What to do:
Transcribe the entries exactly as they stand below, passing over any picture.

Items from a dataset:

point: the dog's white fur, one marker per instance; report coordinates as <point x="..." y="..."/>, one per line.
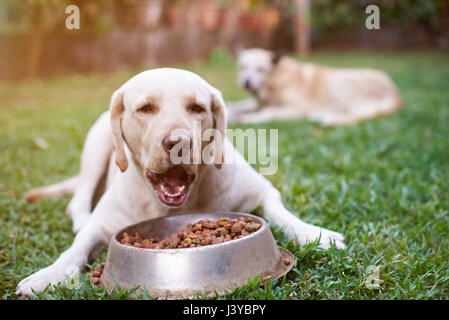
<point x="284" y="88"/>
<point x="129" y="197"/>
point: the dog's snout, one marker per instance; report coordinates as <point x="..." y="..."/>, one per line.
<point x="171" y="140"/>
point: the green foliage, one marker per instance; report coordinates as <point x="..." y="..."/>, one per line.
<point x="383" y="183"/>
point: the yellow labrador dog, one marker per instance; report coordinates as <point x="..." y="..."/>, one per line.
<point x="284" y="88"/>
<point x="149" y="115"/>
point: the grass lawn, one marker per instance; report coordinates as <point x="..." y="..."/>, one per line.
<point x="383" y="183"/>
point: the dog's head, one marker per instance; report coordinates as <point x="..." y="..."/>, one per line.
<point x="157" y="114"/>
<point x="255" y="66"/>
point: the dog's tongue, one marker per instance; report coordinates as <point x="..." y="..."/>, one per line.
<point x="175" y="175"/>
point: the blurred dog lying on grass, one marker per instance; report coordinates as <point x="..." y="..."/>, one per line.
<point x="284" y="88"/>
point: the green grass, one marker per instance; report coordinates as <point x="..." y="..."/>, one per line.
<point x="384" y="183"/>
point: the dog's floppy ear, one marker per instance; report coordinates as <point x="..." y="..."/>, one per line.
<point x="116" y="109"/>
<point x="276" y="56"/>
<point x="220" y="122"/>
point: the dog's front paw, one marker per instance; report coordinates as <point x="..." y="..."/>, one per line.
<point x="40" y="280"/>
<point x="79" y="221"/>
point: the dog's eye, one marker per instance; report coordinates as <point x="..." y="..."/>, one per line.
<point x="195" y="108"/>
<point x="148" y="108"/>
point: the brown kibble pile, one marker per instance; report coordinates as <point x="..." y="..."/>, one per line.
<point x="199" y="234"/>
<point x="98" y="270"/>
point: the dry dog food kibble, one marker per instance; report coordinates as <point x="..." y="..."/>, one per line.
<point x="199" y="234"/>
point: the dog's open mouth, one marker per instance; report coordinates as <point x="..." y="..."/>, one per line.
<point x="172" y="186"/>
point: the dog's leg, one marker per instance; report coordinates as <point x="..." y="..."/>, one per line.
<point x="304" y="232"/>
<point x="94" y="162"/>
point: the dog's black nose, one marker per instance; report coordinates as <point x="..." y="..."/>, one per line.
<point x="171" y="140"/>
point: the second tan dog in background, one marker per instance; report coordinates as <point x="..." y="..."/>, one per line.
<point x="284" y="88"/>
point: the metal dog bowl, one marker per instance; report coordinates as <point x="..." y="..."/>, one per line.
<point x="168" y="273"/>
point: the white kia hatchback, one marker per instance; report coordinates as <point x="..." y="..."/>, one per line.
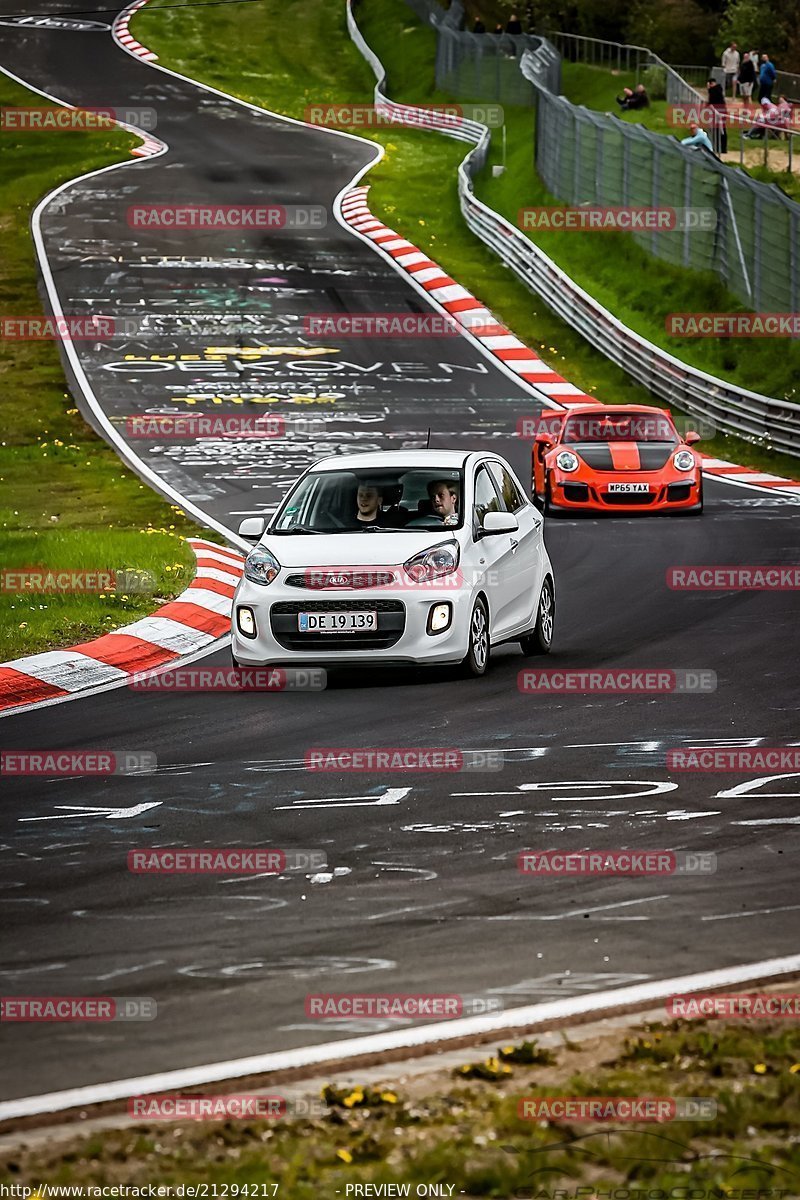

Task answer:
point: the dog's white fur, one marker per instance; report coordinates as <point x="..." y="..."/>, one per line.
<point x="284" y="88"/>
<point x="129" y="197"/>
point: the dog's snout, one marker per instance; report coordinates as <point x="..." y="..."/>, one per line.
<point x="171" y="140"/>
point: the green foliage, one marker per instance; report coordinates as <point x="..." y="..."/>, one per line.
<point x="383" y="183"/>
point: the yellow labrador dog, one marker per instance; report coordinates as <point x="..." y="..."/>, one per line.
<point x="284" y="88"/>
<point x="149" y="115"/>
point: the grass lawn, one marker per instance; report coordinates as <point x="..." y="..."/>, one per line.
<point x="383" y="183"/>
point: the dog's head, one marker per instance; report coordinates as <point x="..." y="..."/>, one per line.
<point x="157" y="114"/>
<point x="255" y="66"/>
point: the dog's tongue, one marker per instance; report coordinates as <point x="..." y="..."/>, one per line.
<point x="175" y="175"/>
point: the blurred dog lying on grass, one marker per instance; report coordinates as <point x="..." y="..."/>, one per line.
<point x="284" y="88"/>
point: the green grass, one marker per instance; report coordinates as <point x="..." y="..."/>, one per line.
<point x="384" y="183"/>
point: the dog's floppy ear, one marker per instance; report coordinates as <point x="..." y="..."/>, one per line.
<point x="116" y="109"/>
<point x="276" y="56"/>
<point x="220" y="122"/>
point: the dog's front paw, one marker per instance; report coordinates as <point x="..." y="..."/>, one per line.
<point x="40" y="280"/>
<point x="79" y="221"/>
point: the dog's eye, one marker per instance; report coordinates as <point x="..." y="..."/>, one per line.
<point x="195" y="108"/>
<point x="148" y="108"/>
point: the brown kibble pile, one marker per instance; report coordinates as <point x="..." y="..."/>, one per line.
<point x="199" y="234"/>
<point x="98" y="270"/>
point: the dry dog food kibble, one marker per instance; report coordinates as <point x="..." y="..."/>, one per line.
<point x="199" y="234"/>
point: the dog's open mouth, one marker per instance; report coordinates as <point x="..." y="..."/>, one per line.
<point x="172" y="186"/>
point: the dog's leg, one marker per instance; report coordinates as <point x="..." y="..."/>, one per line.
<point x="304" y="232"/>
<point x="94" y="162"/>
point: the dog's black nose, one marker per instance; report coordinates as <point x="..." y="..."/>, one per line.
<point x="171" y="140"/>
point: the second tan dog in background, one marker per instance; report coordinates as <point x="..." y="..."/>, one per line.
<point x="284" y="88"/>
point: the metal dog bowl, one marker per instance; report coordinates as <point x="..." y="..."/>, one per line.
<point x="168" y="273"/>
point: the white kia hatchback, one marker per instance; report coordinates as <point x="..." y="..."/>, one per line.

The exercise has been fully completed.